**SHORT TASK 1:** Put each line of the entries that follow the book review into a JSON list of strings, one string per line, leaving out blank lines.

**PASSAGE:**
— START —

Book Review, December 1999:

Arms for Spain
by Gerald Howson
St. Martins Press, 1999
Hardcover, 354 pages 
ISBN 0312241771
Arms for Spain

The story of the Spanish Civil War is one of the most misunderstood, and shameful  chapters in history.  Central to it are roles played (or not played) by many of the Curio or Relic firearms that grace our collections.  This linkage is dramatically explained by Gerald Howson in his work, Arms for Spain.

In terms of military history, the Spanish Civil War has always been characterized quite conventionally.  Ostensibly, the Republican and Nationalist forces were roughly equal in size and armaments.  Mausers and Carcanos faced Mausers and Mosin-Nagants.  Astra and Star and Luger faced Astra and Star and Tokarev.  Heinkels, Messerschmitts and Fiats faced Polikarpovs, Dewoitines, and Vultees.  The Fascist victory was due to the mismanagement, internecine squabbling, and ineptitude of the Rebpublican forces.

Gerald Howson's Arms for Spain exposes that characterization of the war as a lie.  Through page after page of meticulous research Howson shows how the Fascist victory in Spain was ensured by the non-Fascist European nations.   In the midst of an internal rebellion, the Spanish Republic found itself abandoned by a Europe (and a United States) all too willing to sacrifice a democratically elected government that had the unmitigated gall to include socialists, communists and anarchists.   In the name of preventing a world war, an international arms embargo was declared against Spain.

— END —

**SHORT TASK 2:** Name every aircraft type mentioned in the book review.

**RECORDS FOR THE TASK:**
— START —

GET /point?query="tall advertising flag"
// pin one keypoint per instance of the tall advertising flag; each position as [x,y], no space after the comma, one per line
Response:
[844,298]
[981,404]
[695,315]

— END —

**RESPONSE 1:**
[
  "GET /point?query=\"tall advertising flag\"",
  "// pin one keypoint per instance of the tall advertising flag; each position as [x,y], no space after the comma, one per line",
  "Response:",
  "[844,298]",
  "[981,404]",
  "[695,315]"
]

**RESPONSE 2:** Heinkels, Messerschmitts, Fiats, Polikarpovs, Dewoitines, Vultees